→ **SET TASKS**
1 - Transcribe a portion of the passage on lightweight aggregate. Begin at the words "The most commonly" and stop after the words "2020, Sun 2021).".
2 - In one to three sentences, explain why, according to the passage on lightweight aggregate, "non-renewable natural resources are diminishing at an accelerating rate."
>> start READING PASSAGE
The most commonly used artificial aggregate in many industries is sintered fly ash. The use of lightweight aggregate in concrete has gained popularity due to its low density, good thermal conductivity and strength, environmental friendliness and many other advantages. (George 2020, Sun 2021).
A global environmental problem due to the use of large amounts of natural resources is generated by the construction industry. Most of the aggregates used in this industry are obtained from natural resources. There is a continuous increase in the production of construction materials and therefore non-renewable natural resources are diminishing at an accelerating rate due to the high demand for their use in concrete production. Of course, for heavy-duty, high-strength and cover concretes, the use of quality natural aggregates appears to be essential. However, modern construction is moving away from oversized heavy structures. The development of the manufacture of artificial of lightweight materials such as lightweight aggregate will help minimize the use of natural resources. Lightweight aggregate is significantly different from conventional aggregate. The obtained modifications may bring benefits and new challenges for designers for many reasons, for example weight reduction, improved acoustic or thermal properties, drainage or filtration capabilities. (Kumar 2010, Alqahtani 2019, Hao 2022).
>> end READING PASSAGE
>> start DATASET CONTENT
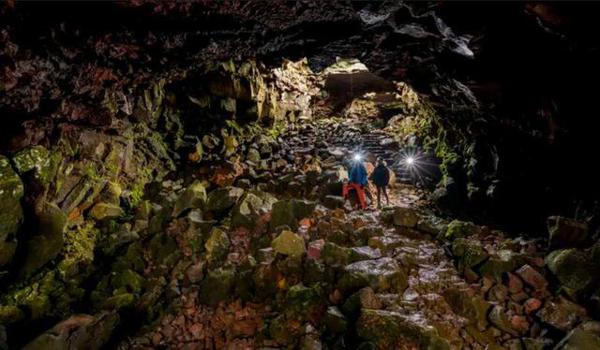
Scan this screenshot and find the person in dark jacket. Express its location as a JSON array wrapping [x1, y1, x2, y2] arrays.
[[371, 158, 390, 208]]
>> end DATASET CONTENT
→ **ANSWERS GIVEN**
1 -
The most commonly used artificial aggregate in many industries is sintered fly ash. The use of lightweight aggregate in concrete has gained popularity due to its low density, good thermal conductivity and strength, environmental friendliness and many other advantages. (George 2020, Sun 2021).

2 - The production of construction materials is increasing continuously, and there is high demand for natural resources in concrete production. For this reason, non-renewable natural resources are being depleted at an accelerating rate.